WHAT TO DO:
Leave out the pictures and copy everything else below exactly.

DATASET CONTENT:
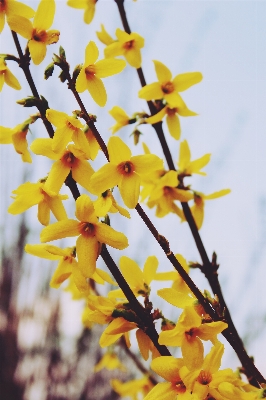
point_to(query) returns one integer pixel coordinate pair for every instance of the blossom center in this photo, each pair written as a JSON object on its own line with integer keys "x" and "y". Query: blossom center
{"x": 171, "y": 111}
{"x": 204, "y": 377}
{"x": 39, "y": 36}
{"x": 90, "y": 71}
{"x": 125, "y": 168}
{"x": 191, "y": 334}
{"x": 68, "y": 159}
{"x": 87, "y": 229}
{"x": 128, "y": 45}
{"x": 168, "y": 87}
{"x": 180, "y": 387}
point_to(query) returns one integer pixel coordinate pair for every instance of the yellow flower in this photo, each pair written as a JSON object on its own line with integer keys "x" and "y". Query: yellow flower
{"x": 106, "y": 203}
{"x": 69, "y": 159}
{"x": 93, "y": 70}
{"x": 168, "y": 368}
{"x": 207, "y": 377}
{"x": 30, "y": 194}
{"x": 188, "y": 167}
{"x": 198, "y": 208}
{"x": 132, "y": 388}
{"x": 165, "y": 193}
{"x": 128, "y": 45}
{"x": 121, "y": 117}
{"x": 188, "y": 333}
{"x": 90, "y": 233}
{"x": 109, "y": 361}
{"x": 67, "y": 263}
{"x": 9, "y": 8}
{"x": 167, "y": 88}
{"x": 172, "y": 119}
{"x": 138, "y": 280}
{"x": 7, "y": 77}
{"x": 124, "y": 171}
{"x": 88, "y": 5}
{"x": 17, "y": 136}
{"x": 37, "y": 32}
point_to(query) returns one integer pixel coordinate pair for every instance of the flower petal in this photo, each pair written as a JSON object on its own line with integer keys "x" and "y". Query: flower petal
{"x": 37, "y": 51}
{"x": 184, "y": 81}
{"x": 173, "y": 124}
{"x": 152, "y": 91}
{"x": 129, "y": 188}
{"x": 105, "y": 234}
{"x": 109, "y": 67}
{"x": 97, "y": 90}
{"x": 87, "y": 252}
{"x": 163, "y": 73}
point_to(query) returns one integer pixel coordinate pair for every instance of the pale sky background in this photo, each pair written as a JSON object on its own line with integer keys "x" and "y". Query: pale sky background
{"x": 226, "y": 41}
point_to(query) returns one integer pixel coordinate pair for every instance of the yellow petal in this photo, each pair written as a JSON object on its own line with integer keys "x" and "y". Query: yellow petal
{"x": 11, "y": 80}
{"x": 152, "y": 91}
{"x": 157, "y": 117}
{"x": 40, "y": 250}
{"x": 150, "y": 268}
{"x": 21, "y": 25}
{"x": 57, "y": 176}
{"x": 118, "y": 150}
{"x": 146, "y": 163}
{"x": 44, "y": 15}
{"x": 105, "y": 234}
{"x": 193, "y": 353}
{"x": 89, "y": 13}
{"x": 105, "y": 178}
{"x": 177, "y": 299}
{"x": 163, "y": 73}
{"x": 85, "y": 210}
{"x": 62, "y": 272}
{"x": 108, "y": 67}
{"x": 81, "y": 82}
{"x": 97, "y": 90}
{"x": 59, "y": 230}
{"x": 143, "y": 343}
{"x": 43, "y": 213}
{"x": 162, "y": 391}
{"x": 56, "y": 206}
{"x": 173, "y": 124}
{"x": 87, "y": 252}
{"x": 129, "y": 188}
{"x": 133, "y": 57}
{"x": 184, "y": 81}
{"x": 5, "y": 135}
{"x": 37, "y": 51}
{"x": 167, "y": 367}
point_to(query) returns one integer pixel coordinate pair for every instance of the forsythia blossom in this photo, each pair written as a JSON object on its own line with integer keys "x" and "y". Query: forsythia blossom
{"x": 37, "y": 32}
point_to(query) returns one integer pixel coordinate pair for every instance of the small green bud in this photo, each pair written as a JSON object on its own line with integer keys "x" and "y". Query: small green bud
{"x": 30, "y": 101}
{"x": 62, "y": 53}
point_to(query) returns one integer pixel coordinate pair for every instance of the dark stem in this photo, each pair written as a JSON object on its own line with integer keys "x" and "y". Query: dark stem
{"x": 24, "y": 63}
{"x": 141, "y": 312}
{"x": 230, "y": 333}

TASK ANSWER:
point_to(query) returns one integer pixel coordinate pair for every instance of the blossom center in this photo, each pair written as a JSON object on its own line with integer keys "x" and "y". Query: blossom center
{"x": 171, "y": 111}
{"x": 204, "y": 377}
{"x": 39, "y": 36}
{"x": 90, "y": 71}
{"x": 125, "y": 168}
{"x": 191, "y": 334}
{"x": 68, "y": 159}
{"x": 87, "y": 229}
{"x": 128, "y": 45}
{"x": 168, "y": 87}
{"x": 180, "y": 387}
point_to(query) returns one integer pixel coordinate pair for every instance of the yellow flower in this photo, each pair written as a JSON object on its own line with integer keys "x" and "y". Query: yellow flower
{"x": 106, "y": 203}
{"x": 69, "y": 159}
{"x": 93, "y": 70}
{"x": 168, "y": 368}
{"x": 207, "y": 377}
{"x": 30, "y": 194}
{"x": 188, "y": 167}
{"x": 198, "y": 208}
{"x": 132, "y": 388}
{"x": 165, "y": 193}
{"x": 128, "y": 45}
{"x": 121, "y": 117}
{"x": 188, "y": 333}
{"x": 90, "y": 233}
{"x": 109, "y": 361}
{"x": 67, "y": 263}
{"x": 9, "y": 8}
{"x": 167, "y": 88}
{"x": 172, "y": 119}
{"x": 138, "y": 280}
{"x": 7, "y": 77}
{"x": 124, "y": 171}
{"x": 88, "y": 5}
{"x": 17, "y": 136}
{"x": 37, "y": 32}
point_to(query) returns one integer pixel coordinate pair for every instance of the flower petal in this photo, each pair written as a JSON object on its own line with integer keys "x" and "y". Query: flower petal
{"x": 37, "y": 51}
{"x": 184, "y": 81}
{"x": 173, "y": 124}
{"x": 152, "y": 91}
{"x": 129, "y": 188}
{"x": 105, "y": 234}
{"x": 109, "y": 67}
{"x": 97, "y": 90}
{"x": 87, "y": 252}
{"x": 163, "y": 73}
point_to(query) returns one integer pixel coordinate pair for every instance of the pale sky background in this photo, each pair written as a JSON object on its own line with integer keys "x" and "y". Query: pale sky background
{"x": 226, "y": 41}
point_to(query) returns one integer pixel coordinate pair for every instance of the yellow petal in this photo, each pair written as a JSON object on its own line with integer keys "x" and "y". Query: yellow petal
{"x": 11, "y": 80}
{"x": 152, "y": 91}
{"x": 157, "y": 117}
{"x": 40, "y": 250}
{"x": 150, "y": 268}
{"x": 21, "y": 25}
{"x": 57, "y": 176}
{"x": 118, "y": 150}
{"x": 146, "y": 163}
{"x": 44, "y": 15}
{"x": 105, "y": 234}
{"x": 193, "y": 353}
{"x": 89, "y": 13}
{"x": 105, "y": 178}
{"x": 177, "y": 299}
{"x": 163, "y": 73}
{"x": 85, "y": 210}
{"x": 62, "y": 272}
{"x": 108, "y": 67}
{"x": 81, "y": 82}
{"x": 97, "y": 90}
{"x": 59, "y": 230}
{"x": 143, "y": 343}
{"x": 43, "y": 213}
{"x": 162, "y": 391}
{"x": 56, "y": 206}
{"x": 173, "y": 124}
{"x": 87, "y": 252}
{"x": 129, "y": 188}
{"x": 133, "y": 57}
{"x": 184, "y": 81}
{"x": 5, "y": 135}
{"x": 37, "y": 51}
{"x": 167, "y": 367}
point_to(query) returns one integer pixel coordinate pair for every instance of the forsythia blossom in this photo, each pair written as a JSON object on its own line with integer keys "x" and "y". Query: forsythia blossom
{"x": 37, "y": 32}
point_to(query) returns one integer pixel coordinate pair for every instance of the small green bud in this photo, each pair written as a JSON object on its own line with integer keys "x" and "y". Query: small green bud
{"x": 30, "y": 101}
{"x": 62, "y": 53}
point_to(query) returns one integer pixel coordinate pair for every instance of the dark stem in this photo, each pair written as a JSON object on its own line with integer keys "x" and "y". Query: dark stem
{"x": 24, "y": 63}
{"x": 141, "y": 312}
{"x": 230, "y": 333}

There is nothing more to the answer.